(Point placement records)
::::

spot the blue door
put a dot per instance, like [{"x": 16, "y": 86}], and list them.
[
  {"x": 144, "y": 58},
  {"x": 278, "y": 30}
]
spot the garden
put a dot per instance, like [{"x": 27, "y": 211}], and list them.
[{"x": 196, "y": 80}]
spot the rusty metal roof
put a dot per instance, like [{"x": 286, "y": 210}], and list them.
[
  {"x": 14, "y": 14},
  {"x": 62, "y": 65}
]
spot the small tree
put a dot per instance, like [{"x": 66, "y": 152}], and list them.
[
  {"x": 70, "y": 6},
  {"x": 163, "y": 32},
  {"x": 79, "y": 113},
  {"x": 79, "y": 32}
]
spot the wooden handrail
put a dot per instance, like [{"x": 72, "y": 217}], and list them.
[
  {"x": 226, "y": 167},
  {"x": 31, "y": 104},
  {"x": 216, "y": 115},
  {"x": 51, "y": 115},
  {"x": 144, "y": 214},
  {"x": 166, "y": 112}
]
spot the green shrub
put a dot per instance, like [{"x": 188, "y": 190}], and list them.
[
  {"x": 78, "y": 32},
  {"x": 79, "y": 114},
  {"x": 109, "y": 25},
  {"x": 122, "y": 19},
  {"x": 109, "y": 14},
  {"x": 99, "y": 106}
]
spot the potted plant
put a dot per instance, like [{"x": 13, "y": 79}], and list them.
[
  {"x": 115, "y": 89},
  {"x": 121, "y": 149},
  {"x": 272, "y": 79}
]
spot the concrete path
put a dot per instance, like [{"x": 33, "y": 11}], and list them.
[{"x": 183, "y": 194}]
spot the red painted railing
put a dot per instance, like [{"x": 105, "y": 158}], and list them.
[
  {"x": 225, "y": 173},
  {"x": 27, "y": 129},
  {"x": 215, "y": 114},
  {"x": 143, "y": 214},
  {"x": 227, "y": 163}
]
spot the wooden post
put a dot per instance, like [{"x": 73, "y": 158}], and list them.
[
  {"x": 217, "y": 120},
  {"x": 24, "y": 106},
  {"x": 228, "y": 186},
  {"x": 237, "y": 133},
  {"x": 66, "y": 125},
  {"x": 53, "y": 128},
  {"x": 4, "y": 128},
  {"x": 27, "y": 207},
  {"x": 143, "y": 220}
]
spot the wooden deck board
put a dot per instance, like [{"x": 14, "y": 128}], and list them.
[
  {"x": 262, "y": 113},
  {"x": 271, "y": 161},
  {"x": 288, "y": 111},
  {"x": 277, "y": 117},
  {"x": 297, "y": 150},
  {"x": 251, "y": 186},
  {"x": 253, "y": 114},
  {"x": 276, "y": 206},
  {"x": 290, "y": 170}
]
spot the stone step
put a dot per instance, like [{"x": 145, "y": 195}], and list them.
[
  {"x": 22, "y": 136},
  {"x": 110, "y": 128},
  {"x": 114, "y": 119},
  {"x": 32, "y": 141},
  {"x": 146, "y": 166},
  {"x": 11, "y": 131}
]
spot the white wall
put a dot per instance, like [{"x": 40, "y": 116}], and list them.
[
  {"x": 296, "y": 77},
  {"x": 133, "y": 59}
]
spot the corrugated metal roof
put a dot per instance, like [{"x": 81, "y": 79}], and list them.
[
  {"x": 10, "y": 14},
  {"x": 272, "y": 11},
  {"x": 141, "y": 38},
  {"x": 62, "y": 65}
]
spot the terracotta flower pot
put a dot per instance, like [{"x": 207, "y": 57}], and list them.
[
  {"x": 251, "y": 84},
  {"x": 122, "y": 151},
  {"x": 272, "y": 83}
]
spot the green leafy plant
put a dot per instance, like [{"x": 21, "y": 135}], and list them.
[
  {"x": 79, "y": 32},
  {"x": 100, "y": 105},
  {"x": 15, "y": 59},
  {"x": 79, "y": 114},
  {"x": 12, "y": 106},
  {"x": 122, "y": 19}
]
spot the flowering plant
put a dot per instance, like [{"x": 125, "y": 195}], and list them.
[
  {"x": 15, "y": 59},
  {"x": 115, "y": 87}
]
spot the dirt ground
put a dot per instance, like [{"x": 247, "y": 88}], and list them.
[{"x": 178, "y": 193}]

::::

● Instruction: Switch "spot" to "find" everywhere in the data above and leave everything else unchanged.

● Task response:
find the blue door
put a dot per instance, like [{"x": 16, "y": 86}], and list them.
[
  {"x": 144, "y": 58},
  {"x": 278, "y": 30}
]
find the garden
put a dot per instance, like [{"x": 27, "y": 211}], and list them.
[{"x": 196, "y": 80}]
find the rusty metal roof
put a dot per instance, like [{"x": 286, "y": 210}], and list them.
[
  {"x": 14, "y": 14},
  {"x": 62, "y": 65}
]
find the small tree
put a dot per instance, like [{"x": 66, "y": 152}], and list them.
[
  {"x": 70, "y": 6},
  {"x": 163, "y": 32},
  {"x": 79, "y": 113},
  {"x": 79, "y": 32}
]
find the wooden handrail
put a dot per instance, like [{"x": 72, "y": 217}], and list them.
[
  {"x": 226, "y": 167},
  {"x": 31, "y": 104},
  {"x": 216, "y": 115},
  {"x": 51, "y": 115},
  {"x": 144, "y": 214},
  {"x": 166, "y": 112}
]
find the green shrub
put a dot per instance, like [{"x": 188, "y": 190}], and list them.
[
  {"x": 78, "y": 32},
  {"x": 79, "y": 114},
  {"x": 109, "y": 25},
  {"x": 122, "y": 19},
  {"x": 109, "y": 14},
  {"x": 99, "y": 106}
]
find the potted plant
put a dot per instance, like [{"x": 13, "y": 79}], and list them.
[
  {"x": 115, "y": 89},
  {"x": 121, "y": 149},
  {"x": 272, "y": 79}
]
find the concrete path
put a dot per instance, like [{"x": 33, "y": 11}], and list them.
[{"x": 183, "y": 194}]
find the red painted railing
put a dot per instance, like [{"x": 105, "y": 158}], and list them.
[
  {"x": 225, "y": 173},
  {"x": 27, "y": 129},
  {"x": 215, "y": 114},
  {"x": 143, "y": 214},
  {"x": 227, "y": 163}
]
find the wooden post
put a dot per instance, like [{"x": 73, "y": 158}], and list them.
[
  {"x": 217, "y": 120},
  {"x": 24, "y": 106},
  {"x": 228, "y": 186},
  {"x": 237, "y": 133},
  {"x": 66, "y": 125},
  {"x": 53, "y": 128},
  {"x": 4, "y": 128},
  {"x": 27, "y": 207},
  {"x": 143, "y": 220}
]
find the wooden deck board
put a dot per instance, like [{"x": 14, "y": 128}], and list them.
[
  {"x": 262, "y": 113},
  {"x": 271, "y": 161},
  {"x": 288, "y": 111},
  {"x": 277, "y": 117},
  {"x": 297, "y": 150},
  {"x": 251, "y": 186},
  {"x": 253, "y": 114},
  {"x": 276, "y": 206},
  {"x": 290, "y": 170}
]
find the stone step
put a dot per instance, like [{"x": 145, "y": 195}], and list them.
[
  {"x": 22, "y": 136},
  {"x": 110, "y": 128},
  {"x": 114, "y": 119},
  {"x": 32, "y": 141},
  {"x": 146, "y": 166},
  {"x": 11, "y": 131}
]
find the white wall
put a dot per instance, like [{"x": 40, "y": 116}], and list them.
[
  {"x": 296, "y": 77},
  {"x": 133, "y": 59}
]
find the corrugated metal roof
put a dot per instance, like [{"x": 81, "y": 79}], and list them.
[
  {"x": 10, "y": 14},
  {"x": 272, "y": 11},
  {"x": 141, "y": 38},
  {"x": 62, "y": 65}
]
find the terracotta flower pot
put a dot per instance, like [{"x": 207, "y": 57}], and list them.
[
  {"x": 251, "y": 84},
  {"x": 122, "y": 151},
  {"x": 272, "y": 83}
]
find the green leafy plant
put a dot per instance, like [{"x": 21, "y": 135}], and list them.
[
  {"x": 79, "y": 32},
  {"x": 100, "y": 105},
  {"x": 15, "y": 59},
  {"x": 79, "y": 114},
  {"x": 12, "y": 106},
  {"x": 122, "y": 19}
]
find the flowering plant
put a dot per instance, like [{"x": 125, "y": 195}], and list them.
[
  {"x": 15, "y": 59},
  {"x": 115, "y": 87}
]
find the dirt ground
put a dot per instance, like [{"x": 247, "y": 88}], and list them.
[{"x": 178, "y": 193}]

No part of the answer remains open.